*Action item:* Begin with the line where "Pick out the small moored" appears. Set down that line and the rest of the records below it exactly as given.

*Records to use:*
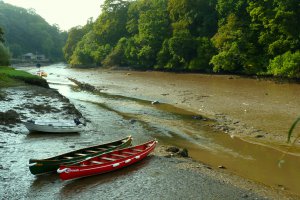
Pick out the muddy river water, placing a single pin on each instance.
(125, 98)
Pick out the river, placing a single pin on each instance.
(261, 110)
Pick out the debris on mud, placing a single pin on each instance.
(83, 86)
(9, 117)
(175, 151)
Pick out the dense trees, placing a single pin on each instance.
(232, 36)
(4, 53)
(25, 32)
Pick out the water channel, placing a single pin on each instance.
(171, 125)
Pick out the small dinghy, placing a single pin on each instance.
(106, 162)
(40, 166)
(54, 126)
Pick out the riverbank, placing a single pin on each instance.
(219, 181)
(253, 109)
(184, 175)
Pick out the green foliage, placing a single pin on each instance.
(232, 36)
(205, 51)
(25, 32)
(4, 55)
(1, 35)
(286, 65)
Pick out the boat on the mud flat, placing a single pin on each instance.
(106, 162)
(42, 74)
(41, 166)
(54, 126)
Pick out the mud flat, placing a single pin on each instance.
(162, 175)
(262, 110)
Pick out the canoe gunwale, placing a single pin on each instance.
(80, 170)
(53, 162)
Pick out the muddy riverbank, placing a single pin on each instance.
(111, 118)
(160, 176)
(262, 110)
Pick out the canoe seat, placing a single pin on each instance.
(80, 154)
(119, 155)
(96, 162)
(101, 149)
(130, 153)
(68, 157)
(110, 159)
(91, 151)
(138, 150)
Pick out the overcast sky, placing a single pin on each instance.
(65, 13)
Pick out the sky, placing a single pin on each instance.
(65, 13)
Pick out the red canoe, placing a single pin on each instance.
(107, 162)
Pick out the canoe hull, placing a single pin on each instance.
(42, 166)
(73, 172)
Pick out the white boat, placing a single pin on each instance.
(54, 126)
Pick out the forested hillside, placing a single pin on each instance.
(27, 32)
(4, 53)
(231, 36)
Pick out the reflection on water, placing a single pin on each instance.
(175, 126)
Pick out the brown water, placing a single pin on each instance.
(269, 106)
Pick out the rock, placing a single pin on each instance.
(183, 153)
(155, 102)
(132, 121)
(197, 117)
(173, 149)
(9, 117)
(259, 136)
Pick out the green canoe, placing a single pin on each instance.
(41, 166)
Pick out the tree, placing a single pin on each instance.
(1, 35)
(25, 32)
(286, 65)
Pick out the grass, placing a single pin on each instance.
(11, 77)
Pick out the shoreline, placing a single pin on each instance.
(224, 175)
(234, 114)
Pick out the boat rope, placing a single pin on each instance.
(62, 170)
(31, 164)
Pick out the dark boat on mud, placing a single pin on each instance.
(41, 166)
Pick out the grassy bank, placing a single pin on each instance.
(11, 77)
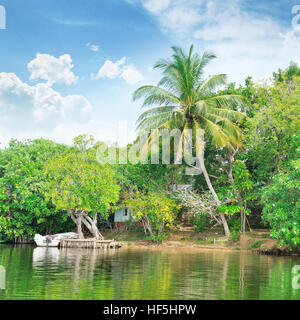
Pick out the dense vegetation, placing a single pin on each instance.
(251, 169)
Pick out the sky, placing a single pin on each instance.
(69, 67)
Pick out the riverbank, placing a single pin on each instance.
(258, 241)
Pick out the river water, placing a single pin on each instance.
(135, 273)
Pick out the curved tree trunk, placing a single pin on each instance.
(212, 190)
(91, 224)
(77, 220)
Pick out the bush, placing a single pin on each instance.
(282, 206)
(201, 222)
(156, 211)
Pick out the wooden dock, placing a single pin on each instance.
(90, 244)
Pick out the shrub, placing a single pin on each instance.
(282, 206)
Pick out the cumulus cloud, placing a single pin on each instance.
(93, 47)
(246, 42)
(110, 69)
(131, 75)
(52, 69)
(117, 69)
(27, 110)
(156, 6)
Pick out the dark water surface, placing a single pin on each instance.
(40, 273)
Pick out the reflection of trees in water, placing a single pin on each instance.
(144, 274)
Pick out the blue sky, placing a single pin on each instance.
(70, 67)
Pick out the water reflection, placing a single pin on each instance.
(52, 273)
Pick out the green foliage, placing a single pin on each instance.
(282, 206)
(183, 100)
(201, 222)
(234, 224)
(78, 182)
(235, 235)
(24, 210)
(255, 245)
(156, 211)
(242, 178)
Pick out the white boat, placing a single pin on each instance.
(53, 240)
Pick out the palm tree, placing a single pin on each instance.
(184, 100)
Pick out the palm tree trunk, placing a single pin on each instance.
(212, 190)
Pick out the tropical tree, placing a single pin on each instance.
(185, 100)
(81, 186)
(24, 210)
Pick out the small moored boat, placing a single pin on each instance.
(53, 240)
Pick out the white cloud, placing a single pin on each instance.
(26, 110)
(93, 47)
(156, 6)
(110, 69)
(117, 69)
(246, 42)
(131, 75)
(51, 69)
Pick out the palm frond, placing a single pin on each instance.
(155, 95)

*Output of the task:*
Pick out the small moored boat, placing a single pin on each instance.
(53, 240)
Pick out the white cloud, placing a single pin on each instance.
(26, 110)
(93, 47)
(156, 6)
(110, 69)
(117, 69)
(246, 42)
(131, 75)
(51, 69)
Pick out the palm frond, placing a single pin on each instance.
(155, 95)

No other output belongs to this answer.